*PROBLEM*. Only one stretch of the data is wanted: the line containing "of the short", the line containing "the woman's arm", and every line between them, copied exactly.

*RECORD SET*.

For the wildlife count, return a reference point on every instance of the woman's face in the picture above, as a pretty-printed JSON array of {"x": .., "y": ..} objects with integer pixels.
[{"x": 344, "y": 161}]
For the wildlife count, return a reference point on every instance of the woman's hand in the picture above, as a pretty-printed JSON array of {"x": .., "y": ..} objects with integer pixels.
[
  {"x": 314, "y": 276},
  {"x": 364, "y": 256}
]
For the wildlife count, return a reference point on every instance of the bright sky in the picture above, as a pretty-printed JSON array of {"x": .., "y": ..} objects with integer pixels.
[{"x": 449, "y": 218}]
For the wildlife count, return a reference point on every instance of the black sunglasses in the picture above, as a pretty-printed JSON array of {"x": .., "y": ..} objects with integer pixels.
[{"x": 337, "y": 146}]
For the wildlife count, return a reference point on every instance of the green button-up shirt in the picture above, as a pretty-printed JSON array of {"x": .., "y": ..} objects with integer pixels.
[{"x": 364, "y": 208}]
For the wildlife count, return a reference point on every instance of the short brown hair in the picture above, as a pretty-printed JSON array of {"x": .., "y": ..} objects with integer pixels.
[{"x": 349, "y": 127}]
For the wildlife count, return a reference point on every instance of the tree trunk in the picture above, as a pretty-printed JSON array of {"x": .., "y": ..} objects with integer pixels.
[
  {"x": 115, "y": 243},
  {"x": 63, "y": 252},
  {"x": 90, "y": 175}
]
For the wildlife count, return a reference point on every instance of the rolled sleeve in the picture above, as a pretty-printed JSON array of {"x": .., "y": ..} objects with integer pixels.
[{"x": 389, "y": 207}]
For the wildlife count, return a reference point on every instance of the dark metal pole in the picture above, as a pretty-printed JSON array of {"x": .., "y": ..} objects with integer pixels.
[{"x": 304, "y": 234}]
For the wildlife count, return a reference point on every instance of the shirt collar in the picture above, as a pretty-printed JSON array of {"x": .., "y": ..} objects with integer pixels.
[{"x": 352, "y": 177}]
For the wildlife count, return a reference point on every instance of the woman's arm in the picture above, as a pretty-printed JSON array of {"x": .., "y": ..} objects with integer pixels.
--
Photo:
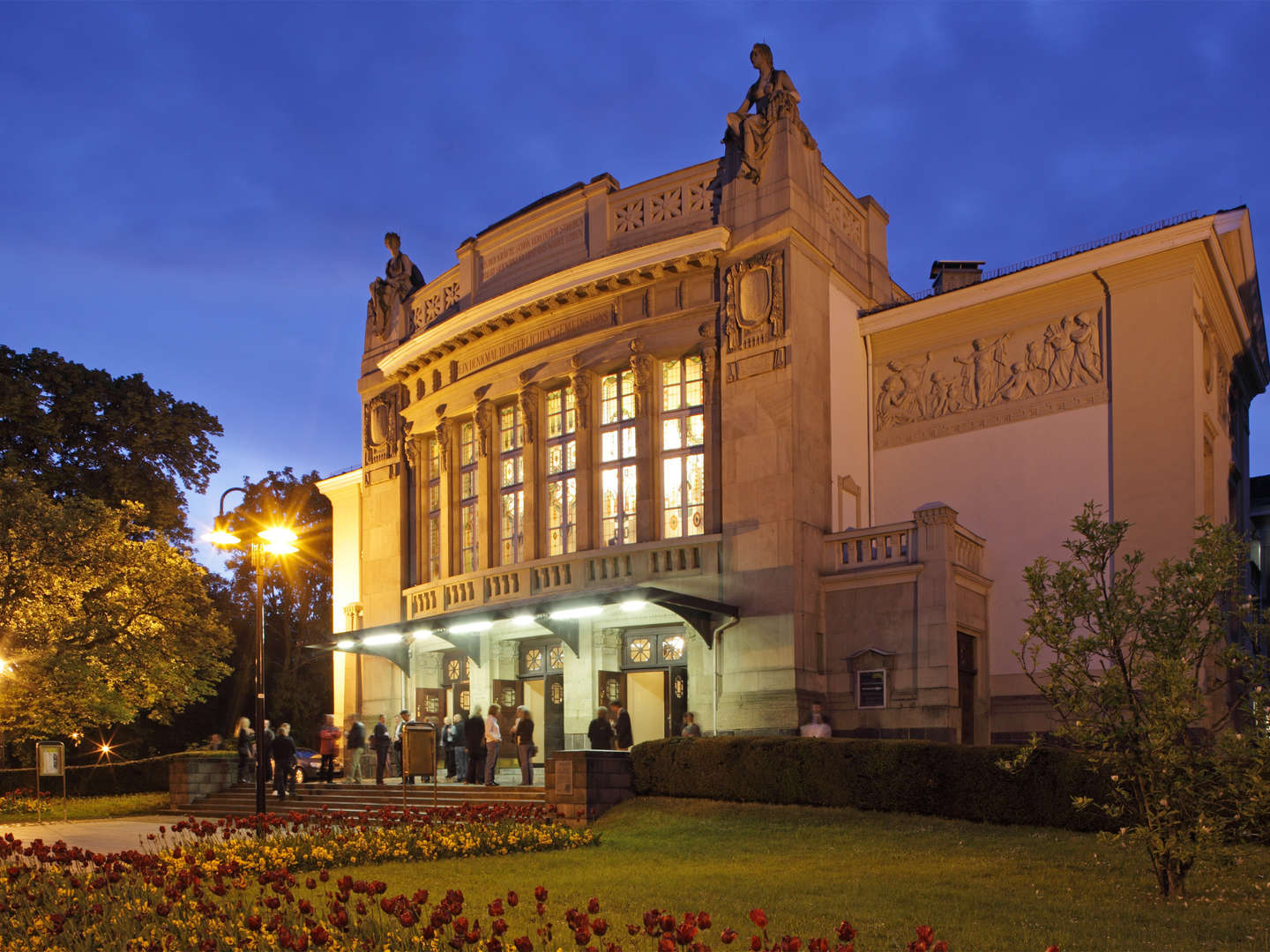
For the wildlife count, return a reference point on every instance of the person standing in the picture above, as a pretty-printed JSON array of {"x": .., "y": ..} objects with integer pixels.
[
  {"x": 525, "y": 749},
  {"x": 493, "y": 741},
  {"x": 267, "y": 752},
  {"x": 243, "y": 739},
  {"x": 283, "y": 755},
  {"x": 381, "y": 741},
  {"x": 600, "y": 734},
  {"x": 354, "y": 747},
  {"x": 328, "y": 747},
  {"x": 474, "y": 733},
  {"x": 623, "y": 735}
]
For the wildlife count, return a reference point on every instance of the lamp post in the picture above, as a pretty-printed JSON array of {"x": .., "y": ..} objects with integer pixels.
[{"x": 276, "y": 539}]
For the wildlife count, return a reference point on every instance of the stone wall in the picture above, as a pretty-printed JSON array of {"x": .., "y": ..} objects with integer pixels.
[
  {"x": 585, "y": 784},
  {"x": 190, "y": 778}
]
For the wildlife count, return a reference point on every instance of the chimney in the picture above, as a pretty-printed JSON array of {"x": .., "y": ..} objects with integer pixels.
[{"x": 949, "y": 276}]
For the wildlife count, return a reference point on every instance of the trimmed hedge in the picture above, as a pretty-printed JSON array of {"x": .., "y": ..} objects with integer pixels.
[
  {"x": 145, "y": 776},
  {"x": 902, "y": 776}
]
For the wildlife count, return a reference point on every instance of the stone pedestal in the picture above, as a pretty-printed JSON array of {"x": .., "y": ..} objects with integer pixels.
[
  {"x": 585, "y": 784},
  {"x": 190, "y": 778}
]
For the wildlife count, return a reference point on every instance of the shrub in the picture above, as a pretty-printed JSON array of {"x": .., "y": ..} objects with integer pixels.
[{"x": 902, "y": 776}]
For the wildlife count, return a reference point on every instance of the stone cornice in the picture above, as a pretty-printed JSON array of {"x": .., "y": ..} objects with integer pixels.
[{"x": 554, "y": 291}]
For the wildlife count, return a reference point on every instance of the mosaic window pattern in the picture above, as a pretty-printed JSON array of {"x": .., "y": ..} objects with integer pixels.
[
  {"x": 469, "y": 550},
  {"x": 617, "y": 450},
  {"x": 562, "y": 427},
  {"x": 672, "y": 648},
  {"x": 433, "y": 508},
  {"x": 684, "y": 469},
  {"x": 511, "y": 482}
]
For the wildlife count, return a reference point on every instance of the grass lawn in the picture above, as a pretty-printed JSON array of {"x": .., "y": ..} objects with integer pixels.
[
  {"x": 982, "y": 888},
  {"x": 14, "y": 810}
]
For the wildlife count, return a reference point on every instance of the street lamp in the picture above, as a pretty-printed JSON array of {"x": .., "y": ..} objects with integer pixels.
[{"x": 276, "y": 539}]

*TASK OUTPUT*.
For the wildlife count, return a reference point on every instance of the short brown hair in the picture above, as a pretty-printed JSON array of {"x": .., "y": ..} objects with integer pixels.
[{"x": 349, "y": 127}]
For the wildlife count, return a reference point on every instance of the tree trunk in the picture above, as a pretty-printed JSON array of {"x": .., "y": ..} objects with integer pixels.
[
  {"x": 115, "y": 243},
  {"x": 63, "y": 252},
  {"x": 90, "y": 175}
]
For the wildlife count, return a reference point on every instance of the rolled sleeve in the picture above, as a pretty-printed JSON array of {"x": .., "y": ..} objects with integer pixels.
[{"x": 389, "y": 207}]
For the wildlife count, return a reference point on every instance of the dark metal pole in the picture above, as a pretty-printed JSON array of {"x": .., "y": ..} objects with integer pixels.
[{"x": 304, "y": 234}]
For the wildlife count, return a reference point on every instance of the shirt collar in the picture above, as a pretty-printed JSON array of {"x": .., "y": ..} objects with integer pixels.
[{"x": 352, "y": 177}]
For the wildlife count, return a reference point on every instance of the woman's arm in the picture above, as a pretty-printed JSON array of {"x": .., "y": ..} objects with integer pixels.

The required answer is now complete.